## Source extract
Sounds like the distributor rotor might be 180 degrees out of phase 
or a lack of good fuel.  I would verify top dead center mechanically, 
such as with a spark plug stop or a cord threaded into the spark plug 
hole.  Roll the engine by hand, not with the starter.  You can google 
the procedure.

After making sure the engine is on TDC, check the damper against the 
timing mark to make sure the damper rubber hasn't slipped.  Then 
install the distributor and rotor according to the FSM.  You can also 
google this info if needed.  Don't forget BB and RB engines rotate 
the rotor CCW.

Make sure the engine has fresh gasoline, old gas will give similar 
problems.  Possibly run the a hose for the intake to the fuel pump 
from a gas can with known good fuel.  Or, empty the tank and refill 
with new gas.  Modern gasoline can go "bad" from phase separation in 
a matter of a few months.

Bill Huff




At 5/9/201212:37 AM, DeBusk Thomas L. wrote:
>Isn't a tune-up supposed to make a car run better? I changed points, 
>condenser, distributor cap & rotor, spark plugs & wires, and the 
>result is that my 300 Hurst, which ran poorly before, now won't 
>start at all. Actually, it's trying very hard to backfire through 
>the carburetor.

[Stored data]

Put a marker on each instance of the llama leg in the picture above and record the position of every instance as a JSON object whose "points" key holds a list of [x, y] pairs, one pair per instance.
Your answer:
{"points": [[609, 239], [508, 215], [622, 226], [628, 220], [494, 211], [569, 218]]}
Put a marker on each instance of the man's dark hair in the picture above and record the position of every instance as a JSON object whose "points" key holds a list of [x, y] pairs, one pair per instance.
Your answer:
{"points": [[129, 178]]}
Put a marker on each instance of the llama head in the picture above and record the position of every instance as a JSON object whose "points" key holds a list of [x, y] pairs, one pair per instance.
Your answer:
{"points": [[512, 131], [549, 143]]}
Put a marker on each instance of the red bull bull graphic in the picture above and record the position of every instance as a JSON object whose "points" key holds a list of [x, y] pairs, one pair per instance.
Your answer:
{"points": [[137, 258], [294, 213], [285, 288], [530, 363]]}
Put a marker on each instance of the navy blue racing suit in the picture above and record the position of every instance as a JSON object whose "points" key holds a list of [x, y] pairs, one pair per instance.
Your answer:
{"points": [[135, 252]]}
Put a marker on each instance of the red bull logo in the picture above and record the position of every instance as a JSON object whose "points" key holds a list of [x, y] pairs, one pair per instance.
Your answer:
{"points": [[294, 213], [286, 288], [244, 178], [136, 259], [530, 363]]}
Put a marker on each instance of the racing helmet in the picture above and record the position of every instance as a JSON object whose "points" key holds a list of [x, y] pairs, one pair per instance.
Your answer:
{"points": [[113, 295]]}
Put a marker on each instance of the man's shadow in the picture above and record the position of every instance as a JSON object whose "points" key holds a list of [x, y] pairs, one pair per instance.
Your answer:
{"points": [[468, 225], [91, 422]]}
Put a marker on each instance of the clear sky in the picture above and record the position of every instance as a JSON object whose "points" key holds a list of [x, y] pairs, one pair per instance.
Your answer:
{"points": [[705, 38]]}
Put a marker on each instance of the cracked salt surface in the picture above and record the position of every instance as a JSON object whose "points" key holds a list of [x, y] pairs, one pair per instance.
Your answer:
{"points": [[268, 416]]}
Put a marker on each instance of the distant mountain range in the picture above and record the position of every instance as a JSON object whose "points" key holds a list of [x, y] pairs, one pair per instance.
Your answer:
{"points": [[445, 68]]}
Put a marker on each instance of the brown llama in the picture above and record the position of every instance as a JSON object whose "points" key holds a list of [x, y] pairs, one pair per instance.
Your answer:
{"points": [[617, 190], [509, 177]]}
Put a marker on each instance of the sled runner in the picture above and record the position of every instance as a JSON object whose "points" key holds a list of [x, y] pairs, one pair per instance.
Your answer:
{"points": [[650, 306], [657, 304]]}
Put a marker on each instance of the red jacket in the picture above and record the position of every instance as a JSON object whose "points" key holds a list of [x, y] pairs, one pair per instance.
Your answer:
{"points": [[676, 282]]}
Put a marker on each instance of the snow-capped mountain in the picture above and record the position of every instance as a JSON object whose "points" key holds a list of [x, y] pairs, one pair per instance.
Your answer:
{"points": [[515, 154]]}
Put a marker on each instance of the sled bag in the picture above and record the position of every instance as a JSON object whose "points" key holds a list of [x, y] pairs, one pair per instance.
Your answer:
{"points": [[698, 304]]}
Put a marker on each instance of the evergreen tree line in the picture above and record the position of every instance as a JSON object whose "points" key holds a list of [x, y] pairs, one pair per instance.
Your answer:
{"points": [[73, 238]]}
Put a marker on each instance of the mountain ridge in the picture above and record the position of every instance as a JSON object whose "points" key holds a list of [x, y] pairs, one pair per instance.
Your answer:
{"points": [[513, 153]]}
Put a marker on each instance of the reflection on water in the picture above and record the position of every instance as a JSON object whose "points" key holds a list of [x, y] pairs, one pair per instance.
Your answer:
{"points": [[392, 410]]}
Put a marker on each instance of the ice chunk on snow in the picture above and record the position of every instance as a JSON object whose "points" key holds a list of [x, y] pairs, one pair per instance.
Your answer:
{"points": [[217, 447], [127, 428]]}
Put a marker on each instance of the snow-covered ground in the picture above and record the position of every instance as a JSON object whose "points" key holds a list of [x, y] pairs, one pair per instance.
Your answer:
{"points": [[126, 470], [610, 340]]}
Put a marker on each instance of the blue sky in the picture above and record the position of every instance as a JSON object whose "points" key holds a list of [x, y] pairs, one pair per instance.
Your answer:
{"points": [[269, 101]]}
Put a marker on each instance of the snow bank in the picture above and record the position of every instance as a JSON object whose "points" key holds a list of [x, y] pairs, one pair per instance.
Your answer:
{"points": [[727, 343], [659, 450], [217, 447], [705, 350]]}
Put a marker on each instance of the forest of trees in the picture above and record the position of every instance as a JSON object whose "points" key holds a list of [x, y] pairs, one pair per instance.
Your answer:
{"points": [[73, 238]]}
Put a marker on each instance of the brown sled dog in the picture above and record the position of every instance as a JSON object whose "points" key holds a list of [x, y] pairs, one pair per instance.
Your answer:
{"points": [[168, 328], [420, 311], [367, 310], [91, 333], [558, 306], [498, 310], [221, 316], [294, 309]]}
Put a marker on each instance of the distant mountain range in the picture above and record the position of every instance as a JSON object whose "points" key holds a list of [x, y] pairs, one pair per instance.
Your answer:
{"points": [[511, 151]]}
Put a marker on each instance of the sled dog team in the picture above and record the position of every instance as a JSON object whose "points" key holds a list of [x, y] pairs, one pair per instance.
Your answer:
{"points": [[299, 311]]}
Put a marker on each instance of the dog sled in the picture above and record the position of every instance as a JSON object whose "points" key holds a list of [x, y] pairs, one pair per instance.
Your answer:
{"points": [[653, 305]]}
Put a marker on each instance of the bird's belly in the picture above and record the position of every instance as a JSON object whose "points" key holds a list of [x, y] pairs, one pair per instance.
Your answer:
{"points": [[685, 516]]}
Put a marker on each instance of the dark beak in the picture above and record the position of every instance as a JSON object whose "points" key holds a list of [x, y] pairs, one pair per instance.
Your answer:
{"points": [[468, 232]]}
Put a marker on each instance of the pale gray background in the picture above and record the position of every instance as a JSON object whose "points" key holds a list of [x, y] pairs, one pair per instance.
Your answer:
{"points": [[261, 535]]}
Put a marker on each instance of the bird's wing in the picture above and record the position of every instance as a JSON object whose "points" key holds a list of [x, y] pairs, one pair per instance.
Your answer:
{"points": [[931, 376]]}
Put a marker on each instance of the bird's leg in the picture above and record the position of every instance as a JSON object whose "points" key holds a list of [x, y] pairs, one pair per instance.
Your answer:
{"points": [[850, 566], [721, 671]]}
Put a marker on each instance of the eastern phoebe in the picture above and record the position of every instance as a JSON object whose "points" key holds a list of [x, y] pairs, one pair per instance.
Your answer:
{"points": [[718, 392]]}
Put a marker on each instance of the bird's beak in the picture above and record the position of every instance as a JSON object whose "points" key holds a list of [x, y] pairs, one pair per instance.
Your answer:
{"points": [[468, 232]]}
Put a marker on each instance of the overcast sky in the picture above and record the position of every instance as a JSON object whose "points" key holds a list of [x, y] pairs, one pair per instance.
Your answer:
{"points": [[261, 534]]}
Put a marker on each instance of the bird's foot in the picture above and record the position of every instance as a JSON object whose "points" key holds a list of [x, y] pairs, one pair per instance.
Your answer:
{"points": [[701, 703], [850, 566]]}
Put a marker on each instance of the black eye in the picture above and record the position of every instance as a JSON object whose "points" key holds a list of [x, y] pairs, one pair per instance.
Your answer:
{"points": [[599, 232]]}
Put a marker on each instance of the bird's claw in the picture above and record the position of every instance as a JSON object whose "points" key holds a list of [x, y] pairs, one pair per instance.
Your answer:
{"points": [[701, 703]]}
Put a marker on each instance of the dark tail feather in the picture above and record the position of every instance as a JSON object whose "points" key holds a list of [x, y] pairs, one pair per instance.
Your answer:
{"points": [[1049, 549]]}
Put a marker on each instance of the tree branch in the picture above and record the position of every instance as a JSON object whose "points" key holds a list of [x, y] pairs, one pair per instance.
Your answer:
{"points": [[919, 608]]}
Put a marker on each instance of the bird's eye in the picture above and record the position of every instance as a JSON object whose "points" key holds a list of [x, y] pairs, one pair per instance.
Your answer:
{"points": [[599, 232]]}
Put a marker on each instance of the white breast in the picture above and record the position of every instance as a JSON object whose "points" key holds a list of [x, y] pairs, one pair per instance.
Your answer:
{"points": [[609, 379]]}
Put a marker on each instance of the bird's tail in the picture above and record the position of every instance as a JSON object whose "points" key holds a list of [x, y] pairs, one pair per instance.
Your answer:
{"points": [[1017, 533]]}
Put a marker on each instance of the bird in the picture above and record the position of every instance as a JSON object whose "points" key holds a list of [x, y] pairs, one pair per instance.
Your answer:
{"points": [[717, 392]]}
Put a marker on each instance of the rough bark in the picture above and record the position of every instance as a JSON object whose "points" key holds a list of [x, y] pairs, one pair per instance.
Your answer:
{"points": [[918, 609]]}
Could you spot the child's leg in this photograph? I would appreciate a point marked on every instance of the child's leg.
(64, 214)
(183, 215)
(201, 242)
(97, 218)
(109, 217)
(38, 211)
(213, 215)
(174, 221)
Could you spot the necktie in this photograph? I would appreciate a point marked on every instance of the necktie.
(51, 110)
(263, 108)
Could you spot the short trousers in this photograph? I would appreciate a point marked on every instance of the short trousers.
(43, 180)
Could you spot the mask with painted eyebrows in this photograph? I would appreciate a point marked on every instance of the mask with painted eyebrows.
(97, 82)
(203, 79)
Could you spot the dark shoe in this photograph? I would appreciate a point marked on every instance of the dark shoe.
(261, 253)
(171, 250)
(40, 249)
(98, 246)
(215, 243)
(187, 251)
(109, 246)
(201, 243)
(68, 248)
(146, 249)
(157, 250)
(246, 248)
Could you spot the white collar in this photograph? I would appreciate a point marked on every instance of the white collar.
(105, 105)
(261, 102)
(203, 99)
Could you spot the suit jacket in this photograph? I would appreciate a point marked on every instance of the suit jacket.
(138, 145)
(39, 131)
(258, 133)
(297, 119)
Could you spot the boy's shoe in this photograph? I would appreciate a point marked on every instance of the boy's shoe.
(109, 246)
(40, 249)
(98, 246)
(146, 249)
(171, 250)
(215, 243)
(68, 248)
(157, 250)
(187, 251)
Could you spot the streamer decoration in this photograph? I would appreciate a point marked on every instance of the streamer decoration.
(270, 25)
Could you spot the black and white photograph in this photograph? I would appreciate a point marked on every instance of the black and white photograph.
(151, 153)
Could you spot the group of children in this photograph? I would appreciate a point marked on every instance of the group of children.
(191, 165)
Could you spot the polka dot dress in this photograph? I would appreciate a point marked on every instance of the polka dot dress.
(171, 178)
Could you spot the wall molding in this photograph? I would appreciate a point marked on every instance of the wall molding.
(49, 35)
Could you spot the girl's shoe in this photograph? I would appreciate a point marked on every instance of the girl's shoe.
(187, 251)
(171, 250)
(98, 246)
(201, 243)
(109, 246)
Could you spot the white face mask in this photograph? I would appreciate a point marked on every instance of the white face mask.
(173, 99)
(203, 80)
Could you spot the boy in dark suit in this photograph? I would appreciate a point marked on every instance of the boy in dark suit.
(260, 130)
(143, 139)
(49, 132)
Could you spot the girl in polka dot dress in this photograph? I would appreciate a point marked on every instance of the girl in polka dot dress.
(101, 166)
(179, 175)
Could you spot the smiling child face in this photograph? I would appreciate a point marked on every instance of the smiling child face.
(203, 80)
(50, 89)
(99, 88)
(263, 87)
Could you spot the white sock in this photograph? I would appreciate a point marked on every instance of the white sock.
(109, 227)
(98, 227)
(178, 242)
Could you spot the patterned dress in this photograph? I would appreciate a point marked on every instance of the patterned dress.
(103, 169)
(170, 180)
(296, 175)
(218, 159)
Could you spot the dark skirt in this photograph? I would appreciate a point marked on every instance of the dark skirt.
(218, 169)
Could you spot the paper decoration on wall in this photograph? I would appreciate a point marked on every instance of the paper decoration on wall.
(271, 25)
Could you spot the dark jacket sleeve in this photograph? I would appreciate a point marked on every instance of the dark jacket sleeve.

## Requests
- a) Decide whether each statement agrees with the engine advice, answering yes or no and quoting the deciding words. (i) It recommends turning the engine with the starter when checking top dead center. (ii) It says modern gasoline can go bad within a few months. (iii) It says BB and RB engines rotate the rotor clockwise.
- b) Transcribe the records from the line containing "Could you spot the patterned" through the end of the records, inclusive.
The text and the records were taken from separate sources.

## Completed exercise
- a)
(i) No: "Roll the engine by hand, not with the starter."
(ii) Yes: "Modern gasoline can go "bad" from phase separation in a matter of a few months."
(iii) No: "Don't forget BB and RB engines rotate the rotor CCW."

- b)
Could you spot the patterned dress in this photograph? I would appreciate a point marked on every instance of the patterned dress.
(103, 169)
(170, 180)
(296, 175)
(218, 159)
Could you spot the dark skirt in this photograph? I would appreciate a point marked on every instance of the dark skirt.
(218, 169)
Could you spot the paper decoration on wall in this photograph? I would appreciate a point marked on every instance of the paper decoration on wall.
(271, 25)
Could you spot the dark jacket sleeve in this photograph? I would appreciate a point marked on every instance of the dark jacket sleeve.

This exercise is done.